* Consigne donnée *
Poursuivez le texte sur l'unité des Juifs et des non-Juifs dans un seul corps en reprenant juste après sa dernière phrase.

* Texte fourni *
La distinction entre Juif et Gentil avait été très importante sous l’ancienne alliance. En Éphésiens 2.12 Paul rappela aux Gentils (les non-circoncis) qu’ils n’avaient joui d’aucun des privilèges du peuple de Dieu : « Souvenez-vous que vous étiez en ce temps-là sans Christ, privés du droit de cité en Israël, étrangers aux alliances de la promesse, sans espérance et sans Dieu dans le monde. » Mais il poursuivit en expliquant que depuis la mort de Christ cette distinction n’était plus. Tous les deux avaient été sous la condamnation à cause de leurs péchés (Romains 3.9,10,19,23) ; maintenant tous les deux avaient la possibilité de réconciliation avec Dieu dans un seul corps. « Car il est notre paix, lui qui des deux n’en a fait qu’un, et qui a renversé le mur de séparation, l’inimitié, ayant anéanti par sa chair la loi des ordonnances dans ses prescriptions, afin de créer en lui-même avec les deux un seul homme nouveau, en établissant la paix, et de les réconcilier, l’un et l’autre en un seul corps, avec Dieu par la croix, en détruisant par elle l’inimitié. Il est venu annoncer la paix à vous qui étiez loin, et la paix à ceux qui étaient près ; car par lui nous avons les uns et les autres accès auprès du Père, dans un même Esprit » (Éphésiens 2.14-18).

Jésus n’est pas mort pour qu’il existe deux Églises distinctes, une composée de Juifs et l’autre composée de non-Juifs. Il a voulu que tous les sauvés soient réunis en un seul corps. Cette unité faisait partie du plan de Dieu depuis l’éternité (Éphésiens 1.10). Il est évident que le Seigneur n’a pas voulu non plus une Église à part pour les noirs ou les Asiatiques. Il n’a pas prévu une Église pour certaines ethnies et une autre Église pour les ethnies avec lesquelles celles-là ne s’entendaient pas avant de connaître le Christ. Dieu a voulu que le salut soit offert à tous de la même manière et dans le même corps spirituel.

Il n’est pas seulement question de la manière de Dieu de nous considérer. Le Seigneur veut que l’unité soit une réalité que nous vivons. En Romains 15.7 Paul dit aux chrétiens juifs et païens : « Accueillez-vous donc les uns les autres, comme Christ vous a accueillis, pour la gloire de Dieu. » On ne doit pas se dire que Dieu ne tient pas compte de notre couleur ou notre nationalité, mais que parmi nous les hommes dans l’Église ces distinctions peuvent garder leur importance. Une partie de ce qui fait la beauté du plan de Dieu, c’est qu’il prend des hommes qui étaient divisés et hostiles les uns aux autres pour les réunir dans un seul corps de croyants unis dans l’amour fraternel.

* Extrait des données *
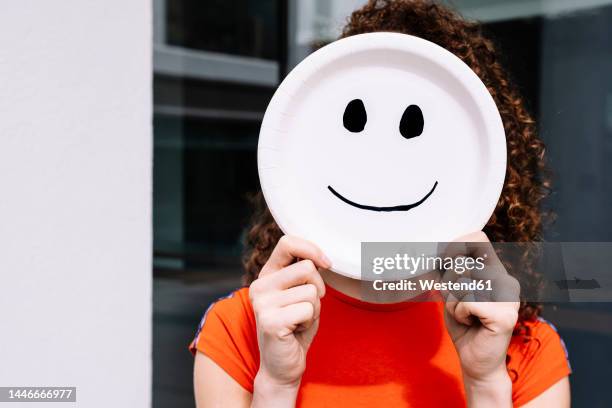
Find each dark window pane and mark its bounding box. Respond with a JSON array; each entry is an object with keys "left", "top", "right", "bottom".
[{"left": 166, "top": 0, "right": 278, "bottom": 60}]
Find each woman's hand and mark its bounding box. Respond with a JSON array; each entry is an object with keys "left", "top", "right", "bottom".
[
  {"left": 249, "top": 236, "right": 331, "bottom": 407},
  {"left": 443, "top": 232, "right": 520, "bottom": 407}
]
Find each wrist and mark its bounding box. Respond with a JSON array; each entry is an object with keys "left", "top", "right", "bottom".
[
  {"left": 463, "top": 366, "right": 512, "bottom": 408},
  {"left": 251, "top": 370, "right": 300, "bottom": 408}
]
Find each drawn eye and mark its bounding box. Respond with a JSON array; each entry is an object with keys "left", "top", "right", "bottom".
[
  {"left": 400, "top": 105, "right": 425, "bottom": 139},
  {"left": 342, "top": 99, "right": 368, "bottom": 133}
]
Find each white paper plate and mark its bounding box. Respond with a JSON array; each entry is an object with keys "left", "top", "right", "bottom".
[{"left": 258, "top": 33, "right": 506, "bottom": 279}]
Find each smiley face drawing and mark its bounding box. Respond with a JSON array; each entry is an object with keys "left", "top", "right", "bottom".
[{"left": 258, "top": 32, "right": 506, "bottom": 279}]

---

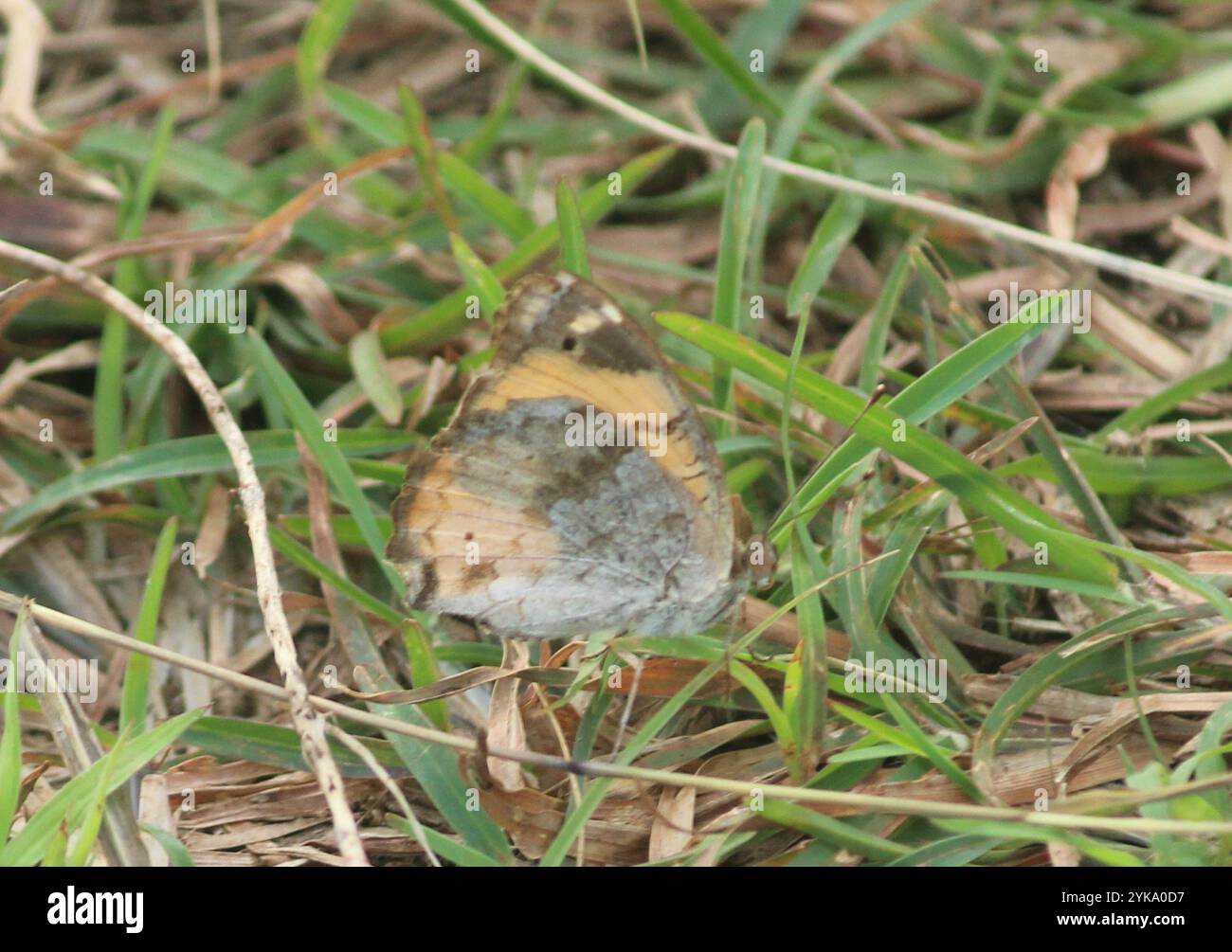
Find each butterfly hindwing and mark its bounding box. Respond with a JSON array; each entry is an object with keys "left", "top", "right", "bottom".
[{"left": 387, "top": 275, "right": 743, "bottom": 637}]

* Réponse proposée *
Ayant compris que Dieu nous aime tous de la même manière, quelle que soit notre couleur ou notre langue, et ayant compris que les distinctions politiques, raciales et ethniques n’ont pas de place au sein de son Église, qui est le royaume du Christ, nous devons comprendre un troisième principe :

La vraie patrie des chrétiens, c’est le ciel

Nous sommes nés citoyens d’un pays et parfois membres d’une ethnie particulière. Nous avons naturellement un attachement émotionnel au pays de notre naissance ou de nos parents, et nous avons des liens importants avec ceux qui partagent notre langue et notre culture. Nous sommes fiers quand notre pays se montre excellent sur un plan quelconque ; nous avons honte quand notre pays ou ses dirigeants agissent de manière indigne. Nous nous soucions de l’avenir de nos pays, car nous supposons que nos enfants seront bénis ou pénalisés selon le sort de leur pays de résidence. Mais en tant que chrétiens, la citoyenneté qui compte le plus pour nous, c’est notre appartenance au royaume de Dieu. Ayant parlé de ceux qui « ne pensent qu’aux choses de la terre », Paul rappelle que « notre cité à nous est dans les cieux, d’où nous attendons aussi comme Sauveur le Seigneur Jésus-Christ » (Philippiens 3.19,20). C’est ainsi que la Bible appelle souvent les chrétiens des « étrangers » et insiste sur le caractère passager de leur « séjour » sur la terre. Pierre adresse sa première épître « à ceux qui sont étrangers et dispersés dans le Pont, la Galatie, la Cappadoce, l’Asie et la Bithynie » (1 Pierre 1.1). Les destinataires de cette lettre étaient, pour la plupart, des indigènes, et du point de vue légal ils étaient citoyens des provinces mentionnés. Néanmoins, Pierre leur dit de se voir comme étrangers. Plus loin dans la même épître, Pierre insiste encore sur cette réalité : « Bien aimés, je vous exhorte, comme étrangers et voyageurs sur la terre, à vous abstenir des convoitises qui font la guerre à l’âme » (1 Pierre 2.11). En 1 Pierre 1.17, il leur dit : « Conduisez-vous avec crainte pendant le temps de votre pèlerinage ». L’idée que la vie chrétienne ressemble à un pèlerinage revient dans l’épître aux Hébreux, où l’auteur nous réfère à l’exemple d’Abraham et des autres patriarches qui « reconnaissaient qu’ils étaient étrangers et voyageurs sur la terre ». Ils enseignent que, comme eux, nous devons chercher « une patrie céleste », et que Dieu nous a, en fait, préparé une telle cité (Hébreux 11.13-16).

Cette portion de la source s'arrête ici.